Monday, 22 July 2013
HUJAN
Pagi ini terasa segar. Aroma tanah basah menyeruak menimbulkan kerinduan bahwa bau seperti inilah yang kutunggu-tunggu. Tadi malam rupanya telah turun hujan dan kegembiraan yang kurasakan lebih karena harapan bahwa hujan ini akan membawa kesegaran dan pertumbuhan yang baik bagi tanaman. Hujan yang biasanya berlalu begitu saja sekarang nampak sebagai peristiwa yang bermakna.
Hujan tidak lagi hanya sebatas fenomena alamiah yang terus berjalan seturut lingkaran musim, akan tetapi menjadi salah satu simpul penting dalam pertanian organik yang sangat menekankan keserasian dengan alam. Alam lingkungan tidak ditempatkan sebagai pihak yang harus dikelabuhi atau diakali bahkan dilawan, melainkan sebagai sahabat. Manusia mesti banyak belajar dari alam dalam menjaga keseimbangan ekosistem di mana ia sendiri masuk di dalamnya. Manusia dengan intelegensinya memang bisa memanipulasi alam sedemikian rupa hingga bisa tunduk pada kemauannya. Akan tetapi manusia lupa untuk belajar bahwa kemajuan di satu sisi hanya seperti neraca yang berat sebelah. Tepat di sinilah alam kembali memperlihatkan kebijaksanaannya bahwa kemajuan bukanlah segala-galanya.
Monday, 15 July 2013
HARAPAN
Kuhisap dalam-dalam rokok yang terjepit di sela jari-jariku. Bau tembakau menyeruak bersamaan keluarnya asap yang sedetik lalu mengisi rongga paru-paruku. Menyesakkan. Ciri khas tembakau murahan demikian kata orang. Tapi tak apalah, meski menyesakkan buatku justru memberikan kelegaan. Letih dan capek rasanya ikut terlepas bersama kepulan asap yang melayang dan kemudian hilang tersapu angin. Tanpa bekas kecuali aroma asap rokok yang khas.
“Kang Kardi, masih punya mbako? Boleh minta?”, tanya Iwan.
“Isih iki, Wan. Bukan tembakau enak, tapi katanya rasa samsu”, kataku sambil menyorongkan plastik berisi tembakau.

→ Daftar Tersedia
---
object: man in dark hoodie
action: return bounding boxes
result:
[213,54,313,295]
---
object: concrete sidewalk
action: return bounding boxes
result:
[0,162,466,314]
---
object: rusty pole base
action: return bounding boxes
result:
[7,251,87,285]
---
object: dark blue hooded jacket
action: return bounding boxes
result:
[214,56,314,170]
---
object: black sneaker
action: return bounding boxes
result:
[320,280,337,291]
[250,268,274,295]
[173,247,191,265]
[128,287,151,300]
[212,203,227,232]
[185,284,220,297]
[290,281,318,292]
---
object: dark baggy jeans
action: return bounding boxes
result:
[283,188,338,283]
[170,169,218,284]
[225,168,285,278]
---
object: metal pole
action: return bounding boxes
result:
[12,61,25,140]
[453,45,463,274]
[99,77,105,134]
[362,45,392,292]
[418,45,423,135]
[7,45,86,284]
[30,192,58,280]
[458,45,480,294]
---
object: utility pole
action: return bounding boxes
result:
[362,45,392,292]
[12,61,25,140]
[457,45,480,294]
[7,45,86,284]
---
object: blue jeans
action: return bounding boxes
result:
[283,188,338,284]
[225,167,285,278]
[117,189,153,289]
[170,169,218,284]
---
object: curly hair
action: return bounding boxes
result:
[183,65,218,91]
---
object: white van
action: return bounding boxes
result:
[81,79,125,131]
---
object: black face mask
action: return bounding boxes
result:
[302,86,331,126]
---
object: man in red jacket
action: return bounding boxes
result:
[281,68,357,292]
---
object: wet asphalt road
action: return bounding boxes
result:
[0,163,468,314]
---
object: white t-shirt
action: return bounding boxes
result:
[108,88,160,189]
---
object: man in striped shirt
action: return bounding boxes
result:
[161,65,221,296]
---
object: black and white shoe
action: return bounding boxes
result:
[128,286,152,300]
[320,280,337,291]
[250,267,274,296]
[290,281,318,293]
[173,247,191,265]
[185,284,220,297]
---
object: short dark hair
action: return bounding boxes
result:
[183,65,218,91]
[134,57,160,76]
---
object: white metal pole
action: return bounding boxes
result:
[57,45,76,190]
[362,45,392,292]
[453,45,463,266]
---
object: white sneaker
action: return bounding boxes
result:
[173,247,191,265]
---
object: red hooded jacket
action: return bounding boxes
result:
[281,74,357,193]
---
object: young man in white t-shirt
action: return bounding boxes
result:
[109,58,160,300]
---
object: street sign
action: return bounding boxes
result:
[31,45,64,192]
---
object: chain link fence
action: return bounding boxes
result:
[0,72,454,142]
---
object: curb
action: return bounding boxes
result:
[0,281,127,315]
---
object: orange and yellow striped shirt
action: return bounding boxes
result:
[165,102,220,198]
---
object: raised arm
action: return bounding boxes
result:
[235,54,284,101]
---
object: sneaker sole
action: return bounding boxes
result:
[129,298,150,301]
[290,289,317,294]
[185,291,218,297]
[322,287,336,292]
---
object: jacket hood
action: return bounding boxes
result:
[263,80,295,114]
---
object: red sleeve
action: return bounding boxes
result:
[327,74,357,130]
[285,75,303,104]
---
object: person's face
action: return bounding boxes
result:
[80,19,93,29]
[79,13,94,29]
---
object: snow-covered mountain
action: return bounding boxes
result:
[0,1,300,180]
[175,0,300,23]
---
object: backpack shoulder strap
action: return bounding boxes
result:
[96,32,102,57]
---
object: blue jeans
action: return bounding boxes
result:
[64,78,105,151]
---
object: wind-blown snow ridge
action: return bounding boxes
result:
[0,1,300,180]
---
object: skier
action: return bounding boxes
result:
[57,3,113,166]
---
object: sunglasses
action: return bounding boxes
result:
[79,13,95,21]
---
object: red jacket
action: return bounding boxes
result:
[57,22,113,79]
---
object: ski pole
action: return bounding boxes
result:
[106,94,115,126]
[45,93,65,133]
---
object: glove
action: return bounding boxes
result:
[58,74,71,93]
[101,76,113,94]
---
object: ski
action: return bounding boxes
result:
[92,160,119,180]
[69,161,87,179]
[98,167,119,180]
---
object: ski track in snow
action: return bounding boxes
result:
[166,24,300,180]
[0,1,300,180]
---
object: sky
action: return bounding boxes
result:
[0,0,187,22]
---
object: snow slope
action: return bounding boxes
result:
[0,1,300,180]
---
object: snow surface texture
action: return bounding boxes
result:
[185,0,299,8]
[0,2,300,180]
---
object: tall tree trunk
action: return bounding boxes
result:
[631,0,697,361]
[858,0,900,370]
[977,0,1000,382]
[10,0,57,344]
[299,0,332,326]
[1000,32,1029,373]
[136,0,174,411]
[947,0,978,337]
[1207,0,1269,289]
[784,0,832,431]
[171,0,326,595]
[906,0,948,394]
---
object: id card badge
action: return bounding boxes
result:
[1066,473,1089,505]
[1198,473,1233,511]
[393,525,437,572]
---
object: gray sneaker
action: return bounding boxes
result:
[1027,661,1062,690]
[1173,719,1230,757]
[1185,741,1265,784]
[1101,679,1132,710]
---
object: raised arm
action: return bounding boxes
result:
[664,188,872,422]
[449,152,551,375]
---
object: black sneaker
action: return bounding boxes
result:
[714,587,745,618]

→ Tugas
1. Ambillah dari kutipan sumber seluruh teks mulai dari "Monday, 15 July" sampai dengan "rokok yang khas." tanpa mengubah apa pun.
2. Jawablah pertanyaan berikut berdasarkan kutipan sumber.
(a) Kapan hujan turun menurut catatan bertanggal 22 Juli 2013?
(b) Dalam pertanian organik, alam lingkungan ditempatkan sebagai apa?
(c) Menurut Kang Kardi, tembakau yang disodorkan kepada Iwan katanya berasa seperti apa?
3. Ringkaslah kutipan sumber dalam dua kalimat.
Daftar tersebut diambil dari sumber yang berbeda.

→ Jawaban
1.
Monday, 15 July 2013
HARAPAN
Kuhisap dalam-dalam rokok yang terjepit di sela jari-jariku. Bau tembakau menyeruak bersamaan keluarnya asap yang sedetik lalu mengisi rongga paru-paruku. Menyesakkan. Ciri khas tembakau murahan demikian kata orang. Tapi tak apalah, meski menyesakkan buatku justru memberikan kelegaan. Letih dan capek rasanya ikut terlepas bersama kepulan asap yang melayang dan kemudian hilang tersapu angin. Tanpa bekas kecuali aroma asap rokok yang khas.

2.
(a) Tadi malam.
(b) Sebagai sahabat.
(c) Rasa samsu.

3. Catatan berjudul "Hujan" menggambarkan hujan semalam yang disambut gembira karena diharapkan membawa kesegaran bagi tanaman, dan menegaskan bahwa dalam pertanian organik alam diperlakukan sebagai sahabat serta kemajuan bukanlah segala-galanya. Catatan berjudul "Harapan" menceritakan Kang Kardi yang melepas letih dengan mengisap rokok dari tembakau murahan, lalu menyodorkan tembakaunya kepada Iwan yang memintanya.